## START

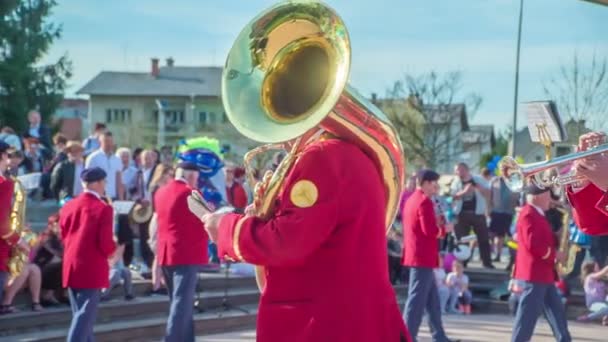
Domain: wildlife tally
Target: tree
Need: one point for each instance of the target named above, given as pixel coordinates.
(424, 110)
(580, 90)
(25, 37)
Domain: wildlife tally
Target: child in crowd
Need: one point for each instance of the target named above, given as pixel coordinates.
(458, 283)
(442, 288)
(119, 272)
(595, 291)
(516, 287)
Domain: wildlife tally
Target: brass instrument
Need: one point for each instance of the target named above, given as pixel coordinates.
(285, 75)
(518, 173)
(19, 258)
(566, 246)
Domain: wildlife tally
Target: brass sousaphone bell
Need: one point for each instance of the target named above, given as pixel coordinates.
(287, 74)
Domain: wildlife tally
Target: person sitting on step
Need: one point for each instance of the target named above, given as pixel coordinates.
(458, 282)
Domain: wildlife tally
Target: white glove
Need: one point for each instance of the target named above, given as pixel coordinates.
(197, 205)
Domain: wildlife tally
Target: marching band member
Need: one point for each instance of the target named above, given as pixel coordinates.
(535, 265)
(323, 249)
(181, 248)
(87, 232)
(421, 254)
(590, 199)
(7, 238)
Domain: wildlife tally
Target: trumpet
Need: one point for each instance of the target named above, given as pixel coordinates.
(516, 174)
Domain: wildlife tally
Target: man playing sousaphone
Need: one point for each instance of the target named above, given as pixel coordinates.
(317, 230)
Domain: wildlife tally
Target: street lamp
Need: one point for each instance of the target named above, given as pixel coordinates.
(521, 15)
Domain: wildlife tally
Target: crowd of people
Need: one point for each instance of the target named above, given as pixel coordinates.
(132, 175)
(429, 247)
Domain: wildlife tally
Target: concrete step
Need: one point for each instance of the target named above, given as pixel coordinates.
(151, 329)
(141, 287)
(118, 310)
(37, 212)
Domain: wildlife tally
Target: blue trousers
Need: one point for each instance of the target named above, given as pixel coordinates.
(3, 279)
(84, 311)
(423, 295)
(181, 283)
(535, 299)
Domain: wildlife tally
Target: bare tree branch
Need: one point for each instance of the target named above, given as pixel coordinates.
(424, 110)
(581, 90)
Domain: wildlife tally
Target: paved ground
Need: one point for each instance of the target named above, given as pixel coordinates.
(477, 328)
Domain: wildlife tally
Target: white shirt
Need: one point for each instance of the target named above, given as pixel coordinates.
(77, 189)
(480, 199)
(147, 173)
(129, 177)
(111, 164)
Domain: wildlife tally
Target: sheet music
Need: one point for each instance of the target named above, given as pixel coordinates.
(544, 114)
(123, 207)
(30, 181)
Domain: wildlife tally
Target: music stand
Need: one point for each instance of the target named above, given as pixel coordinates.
(545, 124)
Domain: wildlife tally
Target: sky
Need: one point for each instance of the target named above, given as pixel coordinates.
(389, 38)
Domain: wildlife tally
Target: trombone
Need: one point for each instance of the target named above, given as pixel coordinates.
(516, 174)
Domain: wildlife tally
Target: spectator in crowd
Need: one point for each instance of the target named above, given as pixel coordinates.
(29, 278)
(9, 136)
(34, 162)
(410, 187)
(119, 273)
(105, 159)
(144, 197)
(469, 193)
(38, 130)
(515, 287)
(92, 143)
(502, 203)
(7, 238)
(594, 284)
(49, 258)
(128, 171)
(137, 157)
(235, 192)
(59, 141)
(15, 166)
(486, 174)
(166, 155)
(129, 176)
(458, 283)
(158, 181)
(442, 288)
(65, 179)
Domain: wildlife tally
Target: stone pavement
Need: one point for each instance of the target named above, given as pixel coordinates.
(474, 328)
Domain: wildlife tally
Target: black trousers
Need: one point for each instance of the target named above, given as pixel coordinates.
(466, 221)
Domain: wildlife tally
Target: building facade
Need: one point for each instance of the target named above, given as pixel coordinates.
(186, 98)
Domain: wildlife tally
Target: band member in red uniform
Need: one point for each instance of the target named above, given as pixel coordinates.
(535, 265)
(7, 238)
(421, 254)
(87, 232)
(323, 249)
(181, 249)
(590, 199)
(235, 192)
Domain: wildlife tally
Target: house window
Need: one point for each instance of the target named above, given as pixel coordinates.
(118, 115)
(172, 117)
(212, 118)
(202, 118)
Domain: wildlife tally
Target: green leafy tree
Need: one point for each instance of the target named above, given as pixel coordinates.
(26, 34)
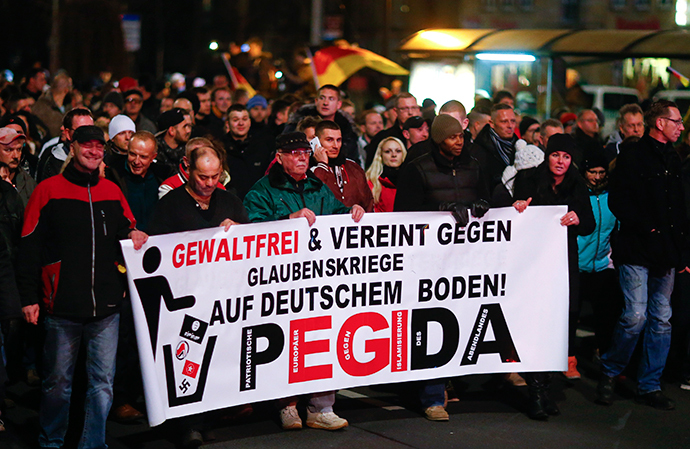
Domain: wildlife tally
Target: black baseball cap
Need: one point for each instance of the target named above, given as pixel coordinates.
(292, 141)
(413, 122)
(171, 118)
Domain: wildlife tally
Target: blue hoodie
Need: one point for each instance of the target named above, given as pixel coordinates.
(594, 250)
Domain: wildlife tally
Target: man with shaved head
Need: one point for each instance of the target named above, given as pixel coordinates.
(456, 110)
(494, 146)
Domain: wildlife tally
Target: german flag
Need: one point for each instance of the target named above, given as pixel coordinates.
(333, 65)
(237, 81)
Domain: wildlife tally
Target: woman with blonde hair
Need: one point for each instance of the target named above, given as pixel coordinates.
(382, 175)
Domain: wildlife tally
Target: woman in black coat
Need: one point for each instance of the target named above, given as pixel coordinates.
(557, 182)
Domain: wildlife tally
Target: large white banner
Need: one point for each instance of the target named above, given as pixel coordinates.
(278, 309)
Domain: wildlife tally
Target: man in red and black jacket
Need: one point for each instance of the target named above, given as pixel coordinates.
(71, 260)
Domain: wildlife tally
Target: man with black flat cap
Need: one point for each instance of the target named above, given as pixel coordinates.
(175, 130)
(71, 253)
(290, 190)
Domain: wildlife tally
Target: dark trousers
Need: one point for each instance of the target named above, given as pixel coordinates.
(603, 292)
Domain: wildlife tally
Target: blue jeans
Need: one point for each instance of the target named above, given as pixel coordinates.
(647, 307)
(63, 338)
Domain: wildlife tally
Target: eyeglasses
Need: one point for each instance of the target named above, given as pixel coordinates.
(409, 109)
(298, 153)
(678, 121)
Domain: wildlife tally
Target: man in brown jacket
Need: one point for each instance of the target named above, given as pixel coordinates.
(344, 177)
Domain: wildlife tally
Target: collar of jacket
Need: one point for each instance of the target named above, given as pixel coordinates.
(279, 180)
(659, 147)
(238, 146)
(80, 178)
(444, 162)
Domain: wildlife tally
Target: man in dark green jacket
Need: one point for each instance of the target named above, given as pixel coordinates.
(290, 190)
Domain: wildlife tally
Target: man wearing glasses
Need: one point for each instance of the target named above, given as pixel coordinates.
(646, 196)
(587, 137)
(134, 100)
(290, 190)
(405, 106)
(11, 144)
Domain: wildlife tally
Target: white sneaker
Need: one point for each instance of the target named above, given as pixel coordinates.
(290, 418)
(326, 421)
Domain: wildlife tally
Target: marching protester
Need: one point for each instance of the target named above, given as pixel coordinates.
(382, 175)
(648, 251)
(290, 190)
(11, 144)
(249, 150)
(327, 106)
(598, 277)
(54, 153)
(78, 262)
(344, 177)
(429, 183)
(557, 182)
(198, 204)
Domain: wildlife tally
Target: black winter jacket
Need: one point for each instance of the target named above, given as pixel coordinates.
(432, 179)
(646, 195)
(484, 151)
(70, 245)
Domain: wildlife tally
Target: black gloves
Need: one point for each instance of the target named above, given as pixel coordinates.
(479, 208)
(459, 211)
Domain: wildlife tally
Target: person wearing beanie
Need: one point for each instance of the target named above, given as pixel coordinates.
(120, 131)
(291, 191)
(258, 110)
(113, 103)
(448, 179)
(175, 131)
(529, 130)
(557, 182)
(415, 130)
(598, 279)
(72, 230)
(134, 101)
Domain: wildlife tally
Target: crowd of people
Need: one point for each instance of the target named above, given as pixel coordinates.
(82, 171)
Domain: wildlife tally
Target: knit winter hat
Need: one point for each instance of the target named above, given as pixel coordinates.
(561, 142)
(443, 127)
(526, 156)
(525, 123)
(120, 123)
(115, 98)
(257, 100)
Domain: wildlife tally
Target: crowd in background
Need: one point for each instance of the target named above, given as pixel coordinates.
(153, 161)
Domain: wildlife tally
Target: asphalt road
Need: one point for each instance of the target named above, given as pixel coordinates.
(488, 415)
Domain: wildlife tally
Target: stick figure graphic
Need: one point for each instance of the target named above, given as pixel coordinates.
(152, 289)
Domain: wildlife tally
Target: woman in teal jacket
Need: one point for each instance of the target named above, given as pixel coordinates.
(598, 277)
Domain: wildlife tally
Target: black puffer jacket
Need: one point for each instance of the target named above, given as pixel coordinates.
(484, 151)
(432, 179)
(248, 159)
(646, 195)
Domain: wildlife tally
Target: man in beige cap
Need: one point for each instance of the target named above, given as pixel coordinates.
(11, 144)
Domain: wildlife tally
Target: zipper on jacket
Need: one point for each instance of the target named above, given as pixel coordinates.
(288, 207)
(105, 230)
(93, 250)
(596, 249)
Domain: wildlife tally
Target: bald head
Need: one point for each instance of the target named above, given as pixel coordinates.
(456, 110)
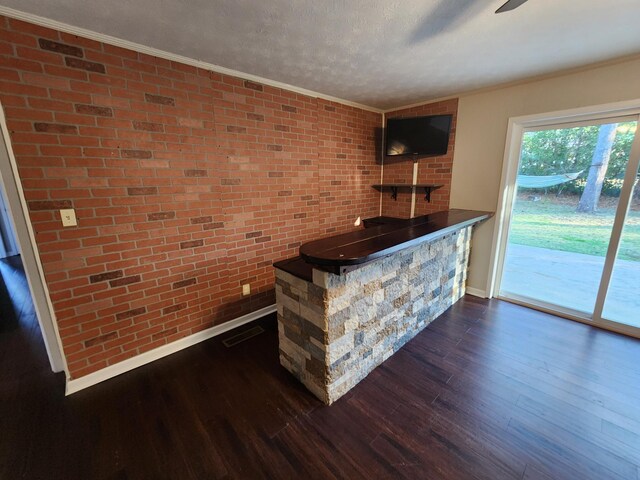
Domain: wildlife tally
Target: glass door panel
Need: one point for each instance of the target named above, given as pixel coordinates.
(563, 213)
(622, 304)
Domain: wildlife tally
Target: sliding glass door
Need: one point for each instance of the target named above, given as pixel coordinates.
(573, 223)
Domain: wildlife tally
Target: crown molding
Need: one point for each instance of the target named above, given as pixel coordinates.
(522, 81)
(118, 42)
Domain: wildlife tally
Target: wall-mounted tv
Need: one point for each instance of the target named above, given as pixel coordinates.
(428, 136)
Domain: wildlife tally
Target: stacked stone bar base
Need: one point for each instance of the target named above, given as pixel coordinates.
(335, 330)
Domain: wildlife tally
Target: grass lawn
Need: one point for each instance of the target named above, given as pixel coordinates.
(553, 223)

## END

*TASK PROMPT*
Find every line of the records above that contains the word "marching", and copy each one. Case counts.

*CORRECT RESULT*
Target: marching band member
Target: marching protester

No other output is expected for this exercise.